■ Task
Rewrite every entry below with "pixel coordinates" changed to "image coordinates", leaving everything else as it is.

[Location identification entries]

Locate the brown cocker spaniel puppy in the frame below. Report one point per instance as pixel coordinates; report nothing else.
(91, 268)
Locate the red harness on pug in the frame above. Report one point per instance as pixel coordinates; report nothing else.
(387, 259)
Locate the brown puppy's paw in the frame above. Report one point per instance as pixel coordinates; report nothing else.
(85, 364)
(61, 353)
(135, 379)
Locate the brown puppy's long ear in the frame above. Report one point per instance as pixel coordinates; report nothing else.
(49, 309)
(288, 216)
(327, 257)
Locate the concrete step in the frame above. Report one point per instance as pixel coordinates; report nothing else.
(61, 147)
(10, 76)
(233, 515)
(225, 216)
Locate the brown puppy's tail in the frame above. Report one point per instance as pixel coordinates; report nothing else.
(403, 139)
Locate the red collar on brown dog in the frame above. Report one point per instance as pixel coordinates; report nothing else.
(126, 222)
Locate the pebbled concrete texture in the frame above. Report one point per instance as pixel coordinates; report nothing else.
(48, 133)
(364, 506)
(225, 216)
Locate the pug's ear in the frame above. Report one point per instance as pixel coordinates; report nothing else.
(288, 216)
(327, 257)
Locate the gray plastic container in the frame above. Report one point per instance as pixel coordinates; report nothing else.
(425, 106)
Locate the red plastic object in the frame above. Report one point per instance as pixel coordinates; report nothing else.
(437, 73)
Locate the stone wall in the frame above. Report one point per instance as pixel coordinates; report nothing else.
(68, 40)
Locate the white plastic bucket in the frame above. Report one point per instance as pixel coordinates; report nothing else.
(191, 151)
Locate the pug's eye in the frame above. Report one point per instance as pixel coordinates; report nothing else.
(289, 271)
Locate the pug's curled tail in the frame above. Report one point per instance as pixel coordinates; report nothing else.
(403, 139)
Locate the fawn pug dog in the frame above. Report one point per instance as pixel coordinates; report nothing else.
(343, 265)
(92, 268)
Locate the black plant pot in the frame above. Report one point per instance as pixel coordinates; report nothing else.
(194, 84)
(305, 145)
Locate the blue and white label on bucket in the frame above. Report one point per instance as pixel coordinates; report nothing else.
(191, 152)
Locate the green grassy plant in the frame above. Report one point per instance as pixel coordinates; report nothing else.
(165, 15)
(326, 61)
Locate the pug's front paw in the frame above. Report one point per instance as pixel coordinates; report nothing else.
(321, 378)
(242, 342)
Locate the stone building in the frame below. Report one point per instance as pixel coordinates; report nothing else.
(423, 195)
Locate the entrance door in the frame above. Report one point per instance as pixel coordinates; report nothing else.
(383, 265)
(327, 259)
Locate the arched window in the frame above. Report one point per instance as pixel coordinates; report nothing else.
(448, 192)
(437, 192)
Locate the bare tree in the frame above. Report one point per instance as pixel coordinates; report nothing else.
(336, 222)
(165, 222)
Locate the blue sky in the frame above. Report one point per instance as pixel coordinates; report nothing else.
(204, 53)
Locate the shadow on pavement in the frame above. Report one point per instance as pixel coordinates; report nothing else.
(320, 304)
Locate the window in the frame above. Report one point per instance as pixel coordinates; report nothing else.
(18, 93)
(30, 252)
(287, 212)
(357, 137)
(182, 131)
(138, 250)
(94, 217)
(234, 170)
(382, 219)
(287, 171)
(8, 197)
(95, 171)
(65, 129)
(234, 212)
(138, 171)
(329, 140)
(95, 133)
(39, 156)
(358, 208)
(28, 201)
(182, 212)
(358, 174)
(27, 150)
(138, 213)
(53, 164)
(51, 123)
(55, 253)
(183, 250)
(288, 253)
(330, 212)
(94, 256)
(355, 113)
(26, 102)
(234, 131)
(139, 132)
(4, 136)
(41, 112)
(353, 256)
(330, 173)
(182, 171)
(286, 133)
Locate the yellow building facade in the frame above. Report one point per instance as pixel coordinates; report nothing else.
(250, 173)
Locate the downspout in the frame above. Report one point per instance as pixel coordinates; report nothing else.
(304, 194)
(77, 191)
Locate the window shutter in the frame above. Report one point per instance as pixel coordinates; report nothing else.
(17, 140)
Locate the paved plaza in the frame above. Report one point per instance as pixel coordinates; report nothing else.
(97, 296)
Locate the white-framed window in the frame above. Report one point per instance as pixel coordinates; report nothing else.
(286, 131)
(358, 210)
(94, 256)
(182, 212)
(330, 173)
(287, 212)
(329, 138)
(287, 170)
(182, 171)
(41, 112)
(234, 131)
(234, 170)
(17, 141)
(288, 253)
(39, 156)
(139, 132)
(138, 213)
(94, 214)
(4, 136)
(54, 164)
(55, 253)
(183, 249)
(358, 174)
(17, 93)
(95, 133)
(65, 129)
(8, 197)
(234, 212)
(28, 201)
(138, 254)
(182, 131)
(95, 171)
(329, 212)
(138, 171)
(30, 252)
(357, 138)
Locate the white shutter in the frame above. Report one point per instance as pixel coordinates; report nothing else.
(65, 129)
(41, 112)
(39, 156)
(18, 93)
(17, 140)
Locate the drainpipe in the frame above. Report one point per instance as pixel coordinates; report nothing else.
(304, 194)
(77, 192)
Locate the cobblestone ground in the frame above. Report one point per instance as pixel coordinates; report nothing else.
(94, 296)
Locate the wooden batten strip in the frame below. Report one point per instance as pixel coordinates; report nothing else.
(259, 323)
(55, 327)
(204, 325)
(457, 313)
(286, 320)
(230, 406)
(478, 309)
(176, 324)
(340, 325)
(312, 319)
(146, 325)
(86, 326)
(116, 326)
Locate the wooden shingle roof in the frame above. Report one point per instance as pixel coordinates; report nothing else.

■ Exercise solution
Locate the brown cocker spaniel puppy in the frame below. Report one point per instance as image coordinates; report nothing else.
(91, 268)
Locate the red harness on pug in the frame above. Report one point per instance as image coordinates; report nothing else.
(387, 259)
Locate the brown puppy's paw in the frame above. Report one point per instance as image coordinates; report nothing else.
(85, 364)
(61, 353)
(135, 379)
Locate the brown puppy's long ear in the frame above. Report one point per instance as image coordinates; report nothing else.
(49, 309)
(288, 216)
(327, 257)
Locate the concrete step in the frame above. Report one point per instance as image coordinates; report nothing else.
(61, 147)
(10, 76)
(233, 515)
(225, 216)
Locate the brown puppy's tail in the frame above. Report one point per instance as image coordinates; report nothing else.
(403, 139)
Locate the red collar on brown dog in the frame above. Report one point per instance as image coordinates; report nothing else.
(126, 222)
Locate the pebbled concrete texture in the frame above. Report one point per instance as image coordinates; report nothing else.
(48, 133)
(364, 506)
(225, 216)
Locate the pug's ear in the frame above. Report one point per instance as image coordinates; report nothing else.
(288, 216)
(327, 257)
Locate the gray plastic container in the frame above. Report one point per instance as image coordinates; report nothing else.
(425, 106)
Locate the red plastic object in the frame above. Report one point per instance as image coordinates; report nothing else.
(437, 73)
Locate the stone wall in the frame above. Report one point per instance as image coordinates; report nothing else.
(68, 40)
Locate the white plastic bucket in the frame above. Report one point per instance as image coordinates; report nothing else.
(191, 151)
Locate the pug's eye in the frame above. Report one point per instance as image coordinates; report nothing else.
(289, 271)
Locate the pug's curled tail in the frame above. Report one point per instance as image coordinates; report nothing else.
(403, 139)
Locate the fawn pug dog in the frame above. Report one point per instance as image coordinates; report nothing else.
(343, 265)
(92, 268)
Locate the black plant pot in the frame above. Report one point per instance as image coordinates; report nothing else.
(194, 84)
(305, 145)
Locate the blue and white label on bucket in the frame above. Report one point per instance as image coordinates; report nothing else.
(191, 152)
Locate the green grassy plant in the frame above. Report one point per instance as image coordinates; report nothing else.
(165, 15)
(326, 61)
Locate the pug's front paw in the frame above. Report one point per instance as image coordinates; report nothing else.
(321, 378)
(242, 342)
Locate the stone building in the frame below. Report one point per instance as image coordinates; report nothing else.
(423, 195)
Locate the entrance door in the frame above. Report one point per instance as image coordinates; report nothing else.
(383, 265)
(327, 259)
Locate the arched window in the frame above. Report one point per instance as image coordinates; report nothing else.
(448, 192)
(437, 192)
Locate the bare tree in the frame above. Report one point per instance as image coordinates; report nothing else.
(336, 222)
(165, 222)
Locate the blue sky in the frame above. Report one point per instance as image coordinates; report nothing else.
(204, 53)
Locate the shadow on pavement in the frame above. Report one point per instance as image coordinates; report nothing else.
(320, 304)
Locate the window in the frame above. Report one point per instance as image coordinates; report nothing else.
(18, 93)
(30, 252)
(287, 212)
(357, 137)
(182, 131)
(138, 250)
(94, 217)
(234, 170)
(382, 219)
(287, 171)
(8, 197)
(95, 171)
(65, 129)
(234, 212)
(138, 171)
(329, 140)
(95, 133)
(39, 156)
(358, 208)
(28, 201)
(182, 212)
(358, 174)
(27, 150)
(138, 213)
(53, 164)
(51, 123)
(55, 253)
(183, 250)
(288, 253)
(330, 212)
(94, 256)
(355, 113)
(26, 102)
(234, 131)
(139, 132)
(4, 136)
(41, 112)
(353, 256)
(330, 173)
(182, 171)
(286, 133)
Locate the yellow building facade in the frame above. Report one point per instance as image coordinates; report nothing else.
(250, 173)
Locate the downspout in the frame above. Report one point per instance as image coordinates; report nothing else.
(304, 194)
(77, 191)
Locate the window shutter in the frame above. Report one point per instance as image coordinates; report nothing else.
(17, 140)
Locate the paved plaza in the frame above. Report one point per instance as image coordinates; report nothing else.
(97, 296)
Locate the white-framed window in the frame above. Report one point per instance as image coordinates; report nothing else.
(286, 131)
(358, 210)
(94, 256)
(182, 212)
(330, 173)
(287, 212)
(329, 138)
(287, 170)
(182, 171)
(41, 112)
(234, 131)
(234, 170)
(17, 141)
(288, 253)
(39, 156)
(139, 132)
(138, 213)
(94, 214)
(4, 136)
(54, 164)
(55, 253)
(183, 249)
(358, 174)
(17, 93)
(95, 133)
(65, 129)
(8, 197)
(234, 212)
(28, 201)
(138, 254)
(182, 131)
(95, 171)
(329, 212)
(138, 171)
(30, 252)
(357, 138)
Locate the white shutter in the frame above. Report one point per instance as image coordinates; report nothing else.
(65, 129)
(41, 112)
(39, 156)
(18, 93)
(17, 140)
Locate the drainpipe in the frame above. Report one point per instance as image coordinates; report nothing else.
(304, 194)
(77, 192)
Locate the cobblestone ground in the frame above. Report one point per instance as image coordinates; report nothing else.
(94, 296)
Locate the wooden batten strip in the frame below. Report one point per instance as image coordinates; report nothing else.
(259, 323)
(55, 327)
(204, 325)
(457, 313)
(286, 320)
(230, 406)
(478, 309)
(176, 324)
(340, 325)
(312, 319)
(146, 325)
(86, 326)
(116, 326)
Locate the wooden shingle roof in the frame above. Report one point per instance as image coordinates; report nothing else.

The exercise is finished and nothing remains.